--- EXERCISE GOAL ---
Your task is to print every entry below exactly as given.

[Stored dataset items]
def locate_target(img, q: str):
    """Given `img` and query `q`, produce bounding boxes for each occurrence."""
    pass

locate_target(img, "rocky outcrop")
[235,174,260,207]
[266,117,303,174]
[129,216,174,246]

--- WRITTEN RESPONSE ---
def locate_target(img, q: str):
    """Given `img` and query `q`, produce bounding boxes for each occurrence."""
    pass

locate_target(img, "rocky outcrop")
[235,174,260,207]
[266,117,303,174]
[129,216,174,246]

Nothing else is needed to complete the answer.